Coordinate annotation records

---------------

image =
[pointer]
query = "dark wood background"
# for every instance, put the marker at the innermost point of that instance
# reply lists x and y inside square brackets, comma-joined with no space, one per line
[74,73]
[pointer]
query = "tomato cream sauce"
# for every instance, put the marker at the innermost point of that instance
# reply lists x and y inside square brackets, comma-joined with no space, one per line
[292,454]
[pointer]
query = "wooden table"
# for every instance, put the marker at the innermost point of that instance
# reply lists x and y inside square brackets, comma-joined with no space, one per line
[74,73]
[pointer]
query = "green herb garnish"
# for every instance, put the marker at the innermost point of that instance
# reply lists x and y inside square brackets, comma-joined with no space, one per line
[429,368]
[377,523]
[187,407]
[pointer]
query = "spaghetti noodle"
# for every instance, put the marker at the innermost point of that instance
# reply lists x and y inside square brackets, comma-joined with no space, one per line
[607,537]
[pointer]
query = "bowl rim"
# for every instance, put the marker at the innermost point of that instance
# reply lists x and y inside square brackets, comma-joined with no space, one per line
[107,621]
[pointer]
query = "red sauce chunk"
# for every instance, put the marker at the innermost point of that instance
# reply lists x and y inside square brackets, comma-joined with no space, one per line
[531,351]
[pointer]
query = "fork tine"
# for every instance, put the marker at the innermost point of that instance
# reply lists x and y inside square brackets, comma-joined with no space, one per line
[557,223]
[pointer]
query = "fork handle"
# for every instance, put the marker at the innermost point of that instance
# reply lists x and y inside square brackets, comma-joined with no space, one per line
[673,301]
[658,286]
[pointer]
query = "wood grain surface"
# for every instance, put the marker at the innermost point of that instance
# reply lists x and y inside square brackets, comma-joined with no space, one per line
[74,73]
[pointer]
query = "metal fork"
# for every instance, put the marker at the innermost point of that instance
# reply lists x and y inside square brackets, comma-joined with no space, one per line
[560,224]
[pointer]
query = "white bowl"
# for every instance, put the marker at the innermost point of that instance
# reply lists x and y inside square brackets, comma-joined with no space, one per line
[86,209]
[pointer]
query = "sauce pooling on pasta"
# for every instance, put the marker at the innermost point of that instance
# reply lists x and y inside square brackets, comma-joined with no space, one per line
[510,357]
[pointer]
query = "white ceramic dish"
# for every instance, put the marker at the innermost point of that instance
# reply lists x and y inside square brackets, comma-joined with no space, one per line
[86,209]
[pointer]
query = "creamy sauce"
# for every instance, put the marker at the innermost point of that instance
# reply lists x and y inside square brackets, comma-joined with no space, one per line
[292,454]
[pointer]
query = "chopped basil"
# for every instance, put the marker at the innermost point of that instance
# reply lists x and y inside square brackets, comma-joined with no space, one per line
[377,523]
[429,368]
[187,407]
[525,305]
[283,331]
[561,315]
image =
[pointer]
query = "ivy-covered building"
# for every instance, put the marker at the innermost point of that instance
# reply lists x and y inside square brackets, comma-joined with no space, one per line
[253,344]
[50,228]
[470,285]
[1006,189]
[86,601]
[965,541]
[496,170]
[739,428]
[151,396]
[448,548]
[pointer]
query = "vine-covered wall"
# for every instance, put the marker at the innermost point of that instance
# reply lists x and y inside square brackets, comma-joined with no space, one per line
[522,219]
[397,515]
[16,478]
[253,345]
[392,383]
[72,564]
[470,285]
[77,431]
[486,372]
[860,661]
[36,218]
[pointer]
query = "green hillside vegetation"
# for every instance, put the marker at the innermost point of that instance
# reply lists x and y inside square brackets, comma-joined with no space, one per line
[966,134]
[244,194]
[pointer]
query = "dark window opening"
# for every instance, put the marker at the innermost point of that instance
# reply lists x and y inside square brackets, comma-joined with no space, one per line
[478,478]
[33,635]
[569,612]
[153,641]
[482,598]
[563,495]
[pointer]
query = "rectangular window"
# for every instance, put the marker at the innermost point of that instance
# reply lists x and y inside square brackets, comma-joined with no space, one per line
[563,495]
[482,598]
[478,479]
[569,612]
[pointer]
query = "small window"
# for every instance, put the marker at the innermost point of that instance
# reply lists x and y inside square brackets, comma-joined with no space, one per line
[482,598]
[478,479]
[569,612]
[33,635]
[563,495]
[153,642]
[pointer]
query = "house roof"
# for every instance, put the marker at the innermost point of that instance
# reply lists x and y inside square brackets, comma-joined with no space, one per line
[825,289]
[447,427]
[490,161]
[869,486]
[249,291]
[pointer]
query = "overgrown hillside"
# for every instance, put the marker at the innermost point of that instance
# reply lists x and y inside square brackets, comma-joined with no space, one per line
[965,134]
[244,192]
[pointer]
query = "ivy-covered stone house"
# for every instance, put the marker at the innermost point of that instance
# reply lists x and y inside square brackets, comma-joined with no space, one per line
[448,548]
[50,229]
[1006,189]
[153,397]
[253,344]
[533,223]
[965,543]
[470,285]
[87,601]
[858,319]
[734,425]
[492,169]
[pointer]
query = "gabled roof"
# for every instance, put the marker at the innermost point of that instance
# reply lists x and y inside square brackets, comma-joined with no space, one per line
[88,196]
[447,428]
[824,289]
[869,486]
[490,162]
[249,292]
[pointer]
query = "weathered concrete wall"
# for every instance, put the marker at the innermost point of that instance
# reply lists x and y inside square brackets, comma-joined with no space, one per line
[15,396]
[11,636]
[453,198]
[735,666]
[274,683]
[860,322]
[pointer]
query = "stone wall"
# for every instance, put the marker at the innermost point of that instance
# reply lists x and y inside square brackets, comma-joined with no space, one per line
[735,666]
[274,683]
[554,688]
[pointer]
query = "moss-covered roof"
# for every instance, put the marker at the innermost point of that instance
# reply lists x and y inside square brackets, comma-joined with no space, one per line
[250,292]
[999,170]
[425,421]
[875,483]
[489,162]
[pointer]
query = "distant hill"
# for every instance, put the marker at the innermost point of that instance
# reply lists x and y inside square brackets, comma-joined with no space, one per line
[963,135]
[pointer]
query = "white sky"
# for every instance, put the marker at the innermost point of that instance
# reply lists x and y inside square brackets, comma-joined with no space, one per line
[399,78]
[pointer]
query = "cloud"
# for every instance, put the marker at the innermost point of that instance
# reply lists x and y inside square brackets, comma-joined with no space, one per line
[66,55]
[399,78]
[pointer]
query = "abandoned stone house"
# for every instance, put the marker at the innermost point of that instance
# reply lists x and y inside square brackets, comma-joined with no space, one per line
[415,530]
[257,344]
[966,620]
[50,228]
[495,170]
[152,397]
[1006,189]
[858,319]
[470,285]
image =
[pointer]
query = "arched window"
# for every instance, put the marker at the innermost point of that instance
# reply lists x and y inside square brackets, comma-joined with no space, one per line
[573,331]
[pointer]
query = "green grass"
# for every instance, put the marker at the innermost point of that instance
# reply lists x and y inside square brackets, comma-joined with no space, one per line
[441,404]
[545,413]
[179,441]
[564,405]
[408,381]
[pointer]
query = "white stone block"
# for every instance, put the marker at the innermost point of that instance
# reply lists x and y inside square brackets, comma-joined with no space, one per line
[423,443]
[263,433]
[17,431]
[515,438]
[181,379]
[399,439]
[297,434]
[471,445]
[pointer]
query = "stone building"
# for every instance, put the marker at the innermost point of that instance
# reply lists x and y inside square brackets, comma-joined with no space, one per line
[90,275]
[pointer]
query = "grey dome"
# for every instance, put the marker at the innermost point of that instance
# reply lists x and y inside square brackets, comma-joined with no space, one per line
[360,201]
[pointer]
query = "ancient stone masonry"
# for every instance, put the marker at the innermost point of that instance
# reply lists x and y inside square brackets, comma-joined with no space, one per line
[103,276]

---------------

TASK INSTRUCTIONS >> Every record should be given again exactly.

OUTPUT OF THE EXERCISE >>
image =
[pointer]
query = "dark wood background"
# for every instance, put the marker at the innermost point of that instance
# reply lists x and y inside square brackets, comma-joined with no space, one per line
[74,73]
[pointer]
query = "tomato cream sauce"
# for every instance, put the marker at the innermost point of that instance
# reply lists x and y inside square brackets, comma-joined with no space, one per line
[292,454]
[pointer]
query = "wooden table"
# for every instance, put the marker at the innermost point of that instance
# reply lists x and y inside square brackets, comma-joined with no space, one per line
[74,73]
[pointer]
query = "green herb garnish"
# for every instance, put the marker at the innermost point of that instance
# reply lists x and y inside square brackets, comma-joined with no space, one per line
[429,368]
[377,523]
[187,407]
[pointer]
query = "spaghetti noodle"
# for every instance, put the marker at the innermost point of that instance
# reply lists x and y inside square brackets, comma-joined with no space, one per line
[607,537]
[pointer]
query = "bowl rim"
# for every instance, put the marker at the innermost point of that instance
# reply lists x and y inside square brackets, comma-joined with no space, one per line
[107,621]
[pointer]
query = "red sauce chunk"
# for every instance, put the marker at the innermost point of that instance
# reply lists x and y inside square brackets, comma-joined with no space, one per line
[531,351]
[pointer]
query = "fork tine"
# for every instance, put the marker at the innermost point of that instance
# reply lists x and y inside square brackets, comma-joined with no space, one per line
[557,223]
[pointer]
query = "fork handle"
# for every instance, put the marker at the innermost point of that instance
# reply lists x and y inside square brackets, comma-joined with no space, one per line
[673,301]
[658,286]
[pointer]
query = "wood grain surface"
# for every instance, put the marker at the innermost point of that instance
# reply lists x and y inside square brackets, comma-joined with no space, one per line
[74,73]
[pointer]
query = "metal fork"
# for every instance, put the marker at the innermost point of that instance
# reply lists x and y inside square brackets, comma-joined with no space, one per line
[560,224]
[pointer]
query = "white bowl"
# for every instance, put the marker at the innermost point of that instance
# reply lists x and y inside square brackets, comma-joined with no space, one per line
[86,209]
[pointer]
query = "sauce pooling on pasta"
# for every instance, put the marker at the innermost point of that instance
# reply lists x and y inside square brackets, comma-joined with no space, one per line
[510,357]
[pointer]
query = "white ceramic dish"
# for every instance, put the marker at the innermost point of that instance
# reply lists x and y inside square brackets, comma-joined with no space, one per line
[86,209]
[pointer]
query = "creamy sauce"
# for every instance, put the marker at the innermost point of that instance
# reply lists x and y inside square brackets, comma-joined with no space, one per line
[292,454]
[pointer]
query = "chopped basil"
# for every instance, put the marker at the innermost point of that instance
# reply lists x and y inside square brackets, comma-joined with no space, one per line
[377,523]
[429,368]
[187,407]
[525,305]
[283,331]
[561,315]
image =
[pointer]
query = "ivy-covered building"
# for every instance, put the marker at the innermost point of that instance
# reply lists x and y inside square brackets, comma-joined with no space, one per line
[253,344]
[50,228]
[470,285]
[1006,189]
[86,601]
[965,541]
[496,170]
[739,428]
[151,396]
[448,548]
[pointer]
query = "vine-covered wall"
# for every instance, put the marker at the innermost point of that instance
# reply lists x and y inside square brackets, comma-joined with no space, one per line
[522,219]
[397,515]
[16,478]
[253,345]
[392,383]
[72,564]
[470,285]
[77,431]
[486,372]
[860,661]
[36,218]
[pointer]
query = "green hillside vegetation"
# for every instance, put the marker at the innermost point of that instance
# reply lists x and y inside square brackets, comma-joined with no space, one per line
[966,134]
[244,194]
[pointer]
query = "dark window opening"
# for every instance, put the marker at the innermost point of that instance
# reply lists x and y inside square brackets, comma-joined with no space, one per line
[478,478]
[33,635]
[569,612]
[153,641]
[482,598]
[563,495]
[pointer]
query = "rectangular window"
# for every instance, put the marker at the innermost point of that instance
# reply lists x and y inside square brackets, comma-joined with no space, one per line
[563,495]
[482,598]
[478,479]
[569,612]
[pointer]
query = "small window"
# for every instance, put the marker at the innermost point of that instance
# reply lists x and y inside square brackets, comma-joined with no space, one per line
[482,598]
[478,479]
[569,612]
[33,635]
[563,495]
[153,642]
[pointer]
query = "house roof"
# for every instance, put the marker at the innermost point of that instance
# reply lists x and y inside square brackets, comma-joined with no space, one per line
[825,289]
[447,427]
[490,161]
[869,486]
[249,291]
[pointer]
query = "overgrown hillside"
# for every instance, put the marker at the innermost point of that instance
# reply lists x and y inside square brackets, comma-joined with no space, one per line
[965,134]
[244,192]
[pointer]
query = "ivy-covered stone house"
# for every instance, put the marker at the innermost point of that instance
# reply lists x and y inside square brackets, comma-joined with no space, one per line
[448,548]
[50,229]
[1006,189]
[153,397]
[253,344]
[533,223]
[965,543]
[470,285]
[87,601]
[858,319]
[734,425]
[492,169]
[pointer]
query = "gabled roof"
# for every instance, put the marker at the innermost point of that instance
# reply lists x and y inside square brackets, comma-joined with no space, one per line
[88,196]
[447,428]
[824,289]
[869,486]
[490,162]
[249,292]
[pointer]
query = "weathered concrete wall"
# for every instance, put the marker at the innermost point of that instance
# reply lists x and y inside square brackets, comma-joined with no space, one per line
[15,396]
[11,636]
[453,198]
[735,666]
[274,683]
[860,322]
[pointer]
query = "stone wall"
# for every instance, put the marker at the innermost point of that instance
# reply lists x and y inside square brackets, comma-joined with no space, one per line
[735,666]
[274,683]
[554,688]
[pointer]
query = "moss-covered roof"
# for every instance, put the marker at the innermost point of that instance
# reply lists x and y inside square brackets, comma-joined with no space, one per line
[250,292]
[999,170]
[425,421]
[875,483]
[489,162]
[pointer]
query = "distant hill"
# for every instance, put the marker at the innermost point of that instance
# reply lists x and y inside square brackets, comma-joined with no space, one per line
[963,135]
[pointer]
query = "white sky"
# for every instance, put the marker at the innermost point of that instance
# reply lists x and y inside square brackets, comma-joined with no space, one per line
[399,78]
[pointer]
query = "cloud"
# for every instance, put the marker at the innermost point of that instance
# reply lists x and y inside square brackets, comma-joined with no space, one per line
[66,55]
[399,78]
[pointer]
query = "abandoned stone house"
# for every instance, put the marker at the innermost point of that instance
# reply lists x and y inside square brackets, comma-joined with no space, one per line
[415,530]
[257,344]
[966,620]
[50,228]
[495,170]
[152,397]
[1006,189]
[858,319]
[470,285]
image =
[pointer]
query = "arched window"
# for every instance, put the marker at the innermost point of that instance
# reply lists x and y inside square brackets, comma-joined with no space, one per line
[573,331]
[pointer]
query = "green grass"
# for every instance, put the marker at the innermost point of that instance
# reply lists x and y inside square brackets, comma-joined with no space, one per line
[441,404]
[545,413]
[179,441]
[564,405]
[408,381]
[pointer]
query = "white stone block"
# for every instance, put the marker at the innermost point of that instance
# reply lists x and y inside square brackets, comma-joined with no space, one per line
[423,443]
[263,433]
[17,431]
[515,438]
[181,379]
[399,439]
[297,434]
[471,445]
[pointer]
query = "stone building"
# for every instance, put the marker at the innermost point of that instance
# reply lists x and y inside square brackets, comma-joined with no space, one per line
[90,275]
[pointer]
query = "grey dome"
# for every instance, put the marker at the innermost point of that instance
# reply lists x and y inside square brackets, comma-joined with no space, one per line
[360,201]
[pointer]
query = "ancient stone masonry"
# for every instance, put the marker at the innermost point of that instance
# reply lists x and y inside square brackets, comma-joined with no space, one per line
[103,276]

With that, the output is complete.